▶ _Exercise instructions_: Please list every line in the records below that contains the string "pallet", copying each line in full. Case counts.
>>>
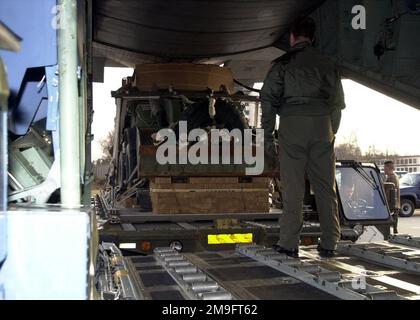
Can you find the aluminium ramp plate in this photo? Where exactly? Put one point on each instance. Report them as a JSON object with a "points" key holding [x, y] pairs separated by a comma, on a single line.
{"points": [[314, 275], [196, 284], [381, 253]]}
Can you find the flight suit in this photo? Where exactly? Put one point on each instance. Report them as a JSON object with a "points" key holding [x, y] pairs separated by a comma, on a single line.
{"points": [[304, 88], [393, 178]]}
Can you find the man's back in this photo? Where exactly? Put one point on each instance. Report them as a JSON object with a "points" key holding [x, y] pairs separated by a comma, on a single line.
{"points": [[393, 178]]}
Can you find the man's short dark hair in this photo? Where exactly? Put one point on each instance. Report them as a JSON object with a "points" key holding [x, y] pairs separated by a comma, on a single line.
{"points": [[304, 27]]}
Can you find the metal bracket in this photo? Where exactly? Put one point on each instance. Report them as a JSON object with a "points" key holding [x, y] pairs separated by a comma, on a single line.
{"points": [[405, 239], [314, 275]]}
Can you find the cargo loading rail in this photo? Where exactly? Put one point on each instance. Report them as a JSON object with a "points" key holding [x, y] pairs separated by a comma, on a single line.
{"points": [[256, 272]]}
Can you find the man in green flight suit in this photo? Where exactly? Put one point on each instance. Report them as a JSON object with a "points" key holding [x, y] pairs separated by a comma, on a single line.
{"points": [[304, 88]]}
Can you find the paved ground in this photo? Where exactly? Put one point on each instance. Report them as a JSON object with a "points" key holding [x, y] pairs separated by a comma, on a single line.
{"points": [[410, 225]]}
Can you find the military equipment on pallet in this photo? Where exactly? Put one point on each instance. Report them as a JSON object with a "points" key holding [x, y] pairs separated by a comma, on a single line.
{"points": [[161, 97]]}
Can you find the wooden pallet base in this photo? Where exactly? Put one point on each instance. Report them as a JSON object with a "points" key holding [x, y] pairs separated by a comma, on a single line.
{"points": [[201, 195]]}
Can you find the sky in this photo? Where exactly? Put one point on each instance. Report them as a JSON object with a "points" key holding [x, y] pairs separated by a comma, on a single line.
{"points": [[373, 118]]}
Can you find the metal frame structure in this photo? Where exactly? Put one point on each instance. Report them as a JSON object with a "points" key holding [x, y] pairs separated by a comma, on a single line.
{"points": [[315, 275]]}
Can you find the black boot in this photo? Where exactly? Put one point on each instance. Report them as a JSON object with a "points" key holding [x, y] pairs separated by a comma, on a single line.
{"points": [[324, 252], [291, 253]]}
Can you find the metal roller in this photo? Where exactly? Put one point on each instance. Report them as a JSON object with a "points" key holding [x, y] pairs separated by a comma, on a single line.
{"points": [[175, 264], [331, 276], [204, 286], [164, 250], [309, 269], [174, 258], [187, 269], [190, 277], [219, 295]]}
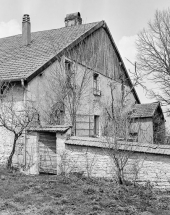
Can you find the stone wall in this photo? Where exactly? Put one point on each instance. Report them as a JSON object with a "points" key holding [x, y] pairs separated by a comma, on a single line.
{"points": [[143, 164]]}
<<<
>>>
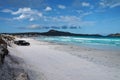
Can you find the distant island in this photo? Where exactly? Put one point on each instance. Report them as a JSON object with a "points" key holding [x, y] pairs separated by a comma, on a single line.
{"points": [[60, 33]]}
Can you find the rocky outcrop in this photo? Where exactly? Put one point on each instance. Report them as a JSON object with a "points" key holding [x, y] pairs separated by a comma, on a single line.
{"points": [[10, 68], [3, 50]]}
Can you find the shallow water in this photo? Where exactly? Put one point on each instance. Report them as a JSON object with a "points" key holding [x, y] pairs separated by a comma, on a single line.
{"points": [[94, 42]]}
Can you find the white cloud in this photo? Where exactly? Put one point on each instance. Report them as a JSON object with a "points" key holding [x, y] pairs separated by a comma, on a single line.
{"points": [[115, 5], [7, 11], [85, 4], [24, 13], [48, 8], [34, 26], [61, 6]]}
<<<
▶ _Finished task_:
Can you find the military equipment on pallet in this photo? Where exactly? Put one point on each instance. Report them as a JSON object with a "points" key holding [x, y] pairs separated by a comma, on a single line.
Can you find the wooden pallet base in this photo? Where exactly? Put one point on each instance. Report them as a JSON object with a "points" key holding [x, y] pairs separated by a comma, on a single line.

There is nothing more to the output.